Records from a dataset
Segment Open
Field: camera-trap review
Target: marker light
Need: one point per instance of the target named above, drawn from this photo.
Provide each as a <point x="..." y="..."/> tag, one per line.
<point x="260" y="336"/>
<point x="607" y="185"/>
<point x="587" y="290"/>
Segment Closed
What the task asks — Only an exact transcription of all the entries will do.

Reply to the task —
Field: camera-trap review
Target: marker light
Need: one point per instance of the target named above, drawn from this photo.
Provide each as a <point x="..." y="..."/> tag, one per line.
<point x="260" y="336"/>
<point x="607" y="185"/>
<point x="587" y="290"/>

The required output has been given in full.